** START OF Provided entries **

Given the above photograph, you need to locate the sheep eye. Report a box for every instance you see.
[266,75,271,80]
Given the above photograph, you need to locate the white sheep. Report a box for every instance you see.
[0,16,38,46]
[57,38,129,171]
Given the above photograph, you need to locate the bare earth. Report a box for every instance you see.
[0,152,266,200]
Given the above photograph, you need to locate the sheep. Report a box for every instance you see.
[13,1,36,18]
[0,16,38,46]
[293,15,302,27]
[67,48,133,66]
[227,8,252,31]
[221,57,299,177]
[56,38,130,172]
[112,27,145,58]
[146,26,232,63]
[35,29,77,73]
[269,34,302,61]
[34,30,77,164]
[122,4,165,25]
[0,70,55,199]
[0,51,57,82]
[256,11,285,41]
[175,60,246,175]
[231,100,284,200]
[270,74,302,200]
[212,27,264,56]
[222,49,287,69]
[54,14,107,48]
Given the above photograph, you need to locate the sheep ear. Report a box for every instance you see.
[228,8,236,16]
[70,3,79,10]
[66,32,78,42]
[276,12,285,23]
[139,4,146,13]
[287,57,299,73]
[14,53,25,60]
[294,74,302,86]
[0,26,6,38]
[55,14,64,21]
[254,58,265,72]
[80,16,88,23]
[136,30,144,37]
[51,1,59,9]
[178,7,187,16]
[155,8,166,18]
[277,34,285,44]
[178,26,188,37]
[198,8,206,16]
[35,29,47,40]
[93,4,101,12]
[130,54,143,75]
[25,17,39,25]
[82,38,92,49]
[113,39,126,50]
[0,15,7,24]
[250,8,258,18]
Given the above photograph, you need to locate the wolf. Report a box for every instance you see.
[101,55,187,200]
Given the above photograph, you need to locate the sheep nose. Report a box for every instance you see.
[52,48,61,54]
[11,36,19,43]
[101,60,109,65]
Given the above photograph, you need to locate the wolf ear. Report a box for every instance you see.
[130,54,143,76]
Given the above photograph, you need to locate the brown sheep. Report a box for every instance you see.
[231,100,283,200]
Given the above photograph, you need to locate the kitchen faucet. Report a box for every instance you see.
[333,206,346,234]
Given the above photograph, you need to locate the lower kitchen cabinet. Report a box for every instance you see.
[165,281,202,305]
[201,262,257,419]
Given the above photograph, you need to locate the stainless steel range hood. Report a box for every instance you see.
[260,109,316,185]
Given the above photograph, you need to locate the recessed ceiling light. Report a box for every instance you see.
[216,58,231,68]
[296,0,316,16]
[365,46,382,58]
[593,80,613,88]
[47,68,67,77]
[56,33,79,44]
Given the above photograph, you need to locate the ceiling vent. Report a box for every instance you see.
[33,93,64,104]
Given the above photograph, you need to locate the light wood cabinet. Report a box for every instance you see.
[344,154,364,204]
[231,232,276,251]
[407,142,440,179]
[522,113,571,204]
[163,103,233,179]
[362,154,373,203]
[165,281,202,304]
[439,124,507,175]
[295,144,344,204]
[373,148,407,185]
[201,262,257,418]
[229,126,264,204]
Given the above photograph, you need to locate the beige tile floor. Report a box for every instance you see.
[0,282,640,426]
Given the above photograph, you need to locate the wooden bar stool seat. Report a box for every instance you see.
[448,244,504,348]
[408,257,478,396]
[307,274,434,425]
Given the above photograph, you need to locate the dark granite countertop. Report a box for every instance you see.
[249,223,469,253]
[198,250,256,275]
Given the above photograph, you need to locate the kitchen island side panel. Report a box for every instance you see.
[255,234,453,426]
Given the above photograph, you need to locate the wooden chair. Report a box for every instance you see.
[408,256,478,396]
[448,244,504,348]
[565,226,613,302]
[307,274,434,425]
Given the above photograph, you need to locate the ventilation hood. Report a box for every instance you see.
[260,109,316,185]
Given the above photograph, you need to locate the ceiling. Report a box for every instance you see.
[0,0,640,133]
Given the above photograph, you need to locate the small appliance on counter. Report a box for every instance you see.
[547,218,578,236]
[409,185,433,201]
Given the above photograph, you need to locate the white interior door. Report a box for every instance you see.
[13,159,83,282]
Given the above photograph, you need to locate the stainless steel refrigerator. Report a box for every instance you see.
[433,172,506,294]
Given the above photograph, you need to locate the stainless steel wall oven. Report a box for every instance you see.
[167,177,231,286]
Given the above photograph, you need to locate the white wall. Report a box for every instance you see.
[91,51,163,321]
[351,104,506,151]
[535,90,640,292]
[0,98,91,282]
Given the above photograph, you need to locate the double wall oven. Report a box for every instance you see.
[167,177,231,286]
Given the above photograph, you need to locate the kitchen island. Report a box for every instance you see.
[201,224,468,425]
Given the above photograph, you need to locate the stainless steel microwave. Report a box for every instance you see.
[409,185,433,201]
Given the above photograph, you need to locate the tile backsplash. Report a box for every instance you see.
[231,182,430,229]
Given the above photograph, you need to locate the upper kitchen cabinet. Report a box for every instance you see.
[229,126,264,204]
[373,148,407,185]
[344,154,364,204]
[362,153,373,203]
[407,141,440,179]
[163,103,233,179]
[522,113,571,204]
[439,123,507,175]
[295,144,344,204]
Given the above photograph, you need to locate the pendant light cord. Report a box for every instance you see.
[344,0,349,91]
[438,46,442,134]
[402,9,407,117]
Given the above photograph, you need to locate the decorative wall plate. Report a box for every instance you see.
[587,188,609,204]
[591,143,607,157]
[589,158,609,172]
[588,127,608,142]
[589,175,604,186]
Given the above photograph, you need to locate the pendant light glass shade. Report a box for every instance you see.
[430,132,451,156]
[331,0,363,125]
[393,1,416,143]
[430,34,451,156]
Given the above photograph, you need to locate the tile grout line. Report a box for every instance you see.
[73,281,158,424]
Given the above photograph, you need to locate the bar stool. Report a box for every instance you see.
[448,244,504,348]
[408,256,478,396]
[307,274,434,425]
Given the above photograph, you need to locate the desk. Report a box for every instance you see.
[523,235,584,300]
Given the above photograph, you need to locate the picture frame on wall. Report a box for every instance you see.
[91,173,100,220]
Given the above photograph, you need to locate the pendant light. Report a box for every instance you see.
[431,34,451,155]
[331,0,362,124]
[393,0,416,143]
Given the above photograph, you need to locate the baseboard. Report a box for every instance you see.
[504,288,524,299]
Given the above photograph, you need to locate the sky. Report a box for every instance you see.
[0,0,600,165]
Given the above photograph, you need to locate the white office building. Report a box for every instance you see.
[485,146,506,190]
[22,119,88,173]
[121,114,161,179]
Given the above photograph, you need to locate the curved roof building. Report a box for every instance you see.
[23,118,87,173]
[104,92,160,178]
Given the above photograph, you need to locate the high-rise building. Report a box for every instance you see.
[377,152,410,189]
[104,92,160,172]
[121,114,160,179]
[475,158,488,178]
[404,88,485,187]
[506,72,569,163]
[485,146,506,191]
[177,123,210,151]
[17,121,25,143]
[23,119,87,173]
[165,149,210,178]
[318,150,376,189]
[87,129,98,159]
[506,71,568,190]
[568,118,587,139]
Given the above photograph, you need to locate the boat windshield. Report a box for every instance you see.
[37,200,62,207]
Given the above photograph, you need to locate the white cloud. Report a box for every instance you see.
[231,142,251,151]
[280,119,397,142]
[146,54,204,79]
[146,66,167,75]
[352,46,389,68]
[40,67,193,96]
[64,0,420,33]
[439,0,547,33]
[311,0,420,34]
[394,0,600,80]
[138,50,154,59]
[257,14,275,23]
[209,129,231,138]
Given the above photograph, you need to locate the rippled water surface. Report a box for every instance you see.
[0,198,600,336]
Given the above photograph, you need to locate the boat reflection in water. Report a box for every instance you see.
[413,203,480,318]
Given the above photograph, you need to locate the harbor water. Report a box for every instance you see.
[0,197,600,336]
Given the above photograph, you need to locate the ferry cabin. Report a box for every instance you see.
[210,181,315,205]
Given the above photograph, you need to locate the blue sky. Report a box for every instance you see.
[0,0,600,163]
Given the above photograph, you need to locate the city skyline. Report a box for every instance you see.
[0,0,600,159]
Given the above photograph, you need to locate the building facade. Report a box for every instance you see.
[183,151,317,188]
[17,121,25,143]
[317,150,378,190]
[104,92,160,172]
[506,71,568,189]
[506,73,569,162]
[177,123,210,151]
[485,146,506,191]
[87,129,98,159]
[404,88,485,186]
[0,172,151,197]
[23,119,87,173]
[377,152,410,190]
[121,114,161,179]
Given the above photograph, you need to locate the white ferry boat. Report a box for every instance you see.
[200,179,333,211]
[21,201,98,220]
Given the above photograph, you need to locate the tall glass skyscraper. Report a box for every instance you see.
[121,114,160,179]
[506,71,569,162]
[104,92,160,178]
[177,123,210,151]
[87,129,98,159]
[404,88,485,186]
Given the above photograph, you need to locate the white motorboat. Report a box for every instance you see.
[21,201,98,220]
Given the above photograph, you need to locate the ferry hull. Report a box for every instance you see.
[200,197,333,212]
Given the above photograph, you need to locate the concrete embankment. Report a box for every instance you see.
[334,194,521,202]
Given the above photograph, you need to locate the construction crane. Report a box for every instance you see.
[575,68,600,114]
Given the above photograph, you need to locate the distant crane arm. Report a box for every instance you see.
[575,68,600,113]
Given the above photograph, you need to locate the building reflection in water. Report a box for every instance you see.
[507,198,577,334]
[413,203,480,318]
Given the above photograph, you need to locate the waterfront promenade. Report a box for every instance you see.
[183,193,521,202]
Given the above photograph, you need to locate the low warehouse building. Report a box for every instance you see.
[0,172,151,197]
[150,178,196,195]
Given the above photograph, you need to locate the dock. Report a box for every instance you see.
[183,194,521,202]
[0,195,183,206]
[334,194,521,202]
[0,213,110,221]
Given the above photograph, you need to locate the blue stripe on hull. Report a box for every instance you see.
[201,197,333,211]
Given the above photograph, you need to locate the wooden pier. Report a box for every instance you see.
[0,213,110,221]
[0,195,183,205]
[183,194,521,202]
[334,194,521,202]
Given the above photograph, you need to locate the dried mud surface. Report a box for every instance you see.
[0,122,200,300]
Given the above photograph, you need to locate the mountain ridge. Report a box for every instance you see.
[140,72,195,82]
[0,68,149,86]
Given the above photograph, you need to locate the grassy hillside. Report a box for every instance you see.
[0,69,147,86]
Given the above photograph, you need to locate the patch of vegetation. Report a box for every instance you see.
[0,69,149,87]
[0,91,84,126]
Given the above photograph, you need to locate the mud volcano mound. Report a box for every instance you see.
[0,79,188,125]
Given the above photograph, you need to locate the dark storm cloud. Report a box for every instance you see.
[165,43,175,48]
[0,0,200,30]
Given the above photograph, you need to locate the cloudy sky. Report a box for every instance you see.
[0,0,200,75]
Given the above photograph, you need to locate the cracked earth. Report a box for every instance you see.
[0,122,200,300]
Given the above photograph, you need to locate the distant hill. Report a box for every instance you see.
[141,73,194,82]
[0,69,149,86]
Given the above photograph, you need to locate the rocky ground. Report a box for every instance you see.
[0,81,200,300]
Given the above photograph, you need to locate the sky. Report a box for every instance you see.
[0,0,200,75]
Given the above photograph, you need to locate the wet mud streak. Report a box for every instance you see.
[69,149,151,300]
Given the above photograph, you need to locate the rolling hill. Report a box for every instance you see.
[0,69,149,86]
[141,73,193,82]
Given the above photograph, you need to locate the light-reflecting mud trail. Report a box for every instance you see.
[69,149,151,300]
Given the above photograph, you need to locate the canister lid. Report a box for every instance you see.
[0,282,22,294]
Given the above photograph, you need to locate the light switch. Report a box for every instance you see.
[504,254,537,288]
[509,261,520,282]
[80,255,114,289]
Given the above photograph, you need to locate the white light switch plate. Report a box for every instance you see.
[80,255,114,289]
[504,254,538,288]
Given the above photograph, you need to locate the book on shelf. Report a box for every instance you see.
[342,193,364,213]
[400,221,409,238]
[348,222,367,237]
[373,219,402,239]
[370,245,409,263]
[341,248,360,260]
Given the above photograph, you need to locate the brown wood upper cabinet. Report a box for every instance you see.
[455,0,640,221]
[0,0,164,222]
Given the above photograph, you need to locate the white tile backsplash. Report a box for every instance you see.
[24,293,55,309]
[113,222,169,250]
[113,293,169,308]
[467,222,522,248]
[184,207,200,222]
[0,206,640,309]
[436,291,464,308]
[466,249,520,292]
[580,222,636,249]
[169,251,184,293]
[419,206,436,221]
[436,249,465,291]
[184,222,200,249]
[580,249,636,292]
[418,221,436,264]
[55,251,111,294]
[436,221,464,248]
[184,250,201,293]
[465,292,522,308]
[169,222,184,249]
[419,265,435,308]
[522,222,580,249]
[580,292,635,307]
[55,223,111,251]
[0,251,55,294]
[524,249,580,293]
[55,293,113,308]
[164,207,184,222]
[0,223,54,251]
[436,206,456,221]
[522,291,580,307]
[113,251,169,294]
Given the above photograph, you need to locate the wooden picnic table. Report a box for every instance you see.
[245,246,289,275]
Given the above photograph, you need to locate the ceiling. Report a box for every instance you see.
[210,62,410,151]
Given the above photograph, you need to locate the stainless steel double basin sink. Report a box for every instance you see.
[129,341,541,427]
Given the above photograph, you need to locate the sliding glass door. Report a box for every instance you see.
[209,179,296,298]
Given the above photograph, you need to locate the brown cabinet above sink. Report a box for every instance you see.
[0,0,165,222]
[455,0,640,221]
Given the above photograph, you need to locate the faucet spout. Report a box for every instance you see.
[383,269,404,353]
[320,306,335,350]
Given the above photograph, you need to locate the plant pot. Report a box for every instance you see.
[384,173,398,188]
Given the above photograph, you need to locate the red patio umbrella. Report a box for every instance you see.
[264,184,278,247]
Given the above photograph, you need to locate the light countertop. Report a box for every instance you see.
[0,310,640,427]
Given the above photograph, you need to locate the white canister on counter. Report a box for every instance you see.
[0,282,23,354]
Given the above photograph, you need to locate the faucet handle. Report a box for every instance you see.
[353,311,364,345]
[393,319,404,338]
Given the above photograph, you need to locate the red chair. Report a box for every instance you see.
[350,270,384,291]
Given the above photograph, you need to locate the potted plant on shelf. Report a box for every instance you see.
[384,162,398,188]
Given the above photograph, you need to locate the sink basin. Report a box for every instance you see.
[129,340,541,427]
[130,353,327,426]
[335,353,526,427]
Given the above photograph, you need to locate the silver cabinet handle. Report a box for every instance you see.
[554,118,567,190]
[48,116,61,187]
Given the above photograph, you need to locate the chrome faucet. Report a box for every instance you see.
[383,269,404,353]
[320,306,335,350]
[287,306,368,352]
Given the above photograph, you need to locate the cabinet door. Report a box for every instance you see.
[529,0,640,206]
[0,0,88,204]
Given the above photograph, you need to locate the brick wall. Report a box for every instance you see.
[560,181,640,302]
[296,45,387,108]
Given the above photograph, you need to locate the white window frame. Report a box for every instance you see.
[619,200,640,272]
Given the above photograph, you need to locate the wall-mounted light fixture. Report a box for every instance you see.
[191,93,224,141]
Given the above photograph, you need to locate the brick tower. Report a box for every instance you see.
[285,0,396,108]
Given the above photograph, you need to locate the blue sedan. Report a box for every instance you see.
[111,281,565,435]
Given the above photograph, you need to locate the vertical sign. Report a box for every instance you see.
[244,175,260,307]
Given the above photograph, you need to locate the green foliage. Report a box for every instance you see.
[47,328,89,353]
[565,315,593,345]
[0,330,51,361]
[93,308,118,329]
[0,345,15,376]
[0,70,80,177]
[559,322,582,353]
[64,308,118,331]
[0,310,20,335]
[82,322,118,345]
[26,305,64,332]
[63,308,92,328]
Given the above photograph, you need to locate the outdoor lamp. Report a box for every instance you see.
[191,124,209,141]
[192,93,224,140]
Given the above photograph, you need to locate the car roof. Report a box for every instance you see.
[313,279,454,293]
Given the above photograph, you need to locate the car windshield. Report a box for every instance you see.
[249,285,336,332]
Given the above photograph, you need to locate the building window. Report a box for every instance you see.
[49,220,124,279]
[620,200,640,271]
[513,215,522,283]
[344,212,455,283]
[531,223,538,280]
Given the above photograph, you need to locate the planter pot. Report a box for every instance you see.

** END OF Provided entries **

Problem requirements:
Reproduce the entries from the line with "stainless steel refrigerator." to the line with "[231,182,430,229]", changing "stainless steel" to "brushed metal" and leaving everything else unchanged.

Task result:
Given the above photograph, you need to locate the brushed metal refrigerator. Report a box for every instance you see.
[433,172,506,294]
Given the above photograph, you need to locate the brushed metal wall oven. Report a box for every instance you see.
[167,177,231,286]
Given the above photograph, you need to locate the white wall. Report a box for every instance you see.
[91,51,163,321]
[351,104,506,151]
[535,90,640,292]
[0,98,91,282]
Given the above photograph, you need to locate the double wall oven. Report a box for every instance you see.
[167,177,231,286]
Given the above photograph, you need to locate the kitchen island. Report a box for every instance you see.
[201,224,468,425]
Given the above photograph, you need to locate the brushed metal microwave. Report a box for every instance you see.
[409,185,433,201]
Given the above photograph, you need to locate the tile backsplash. Report a box for every instance you see.
[231,182,430,229]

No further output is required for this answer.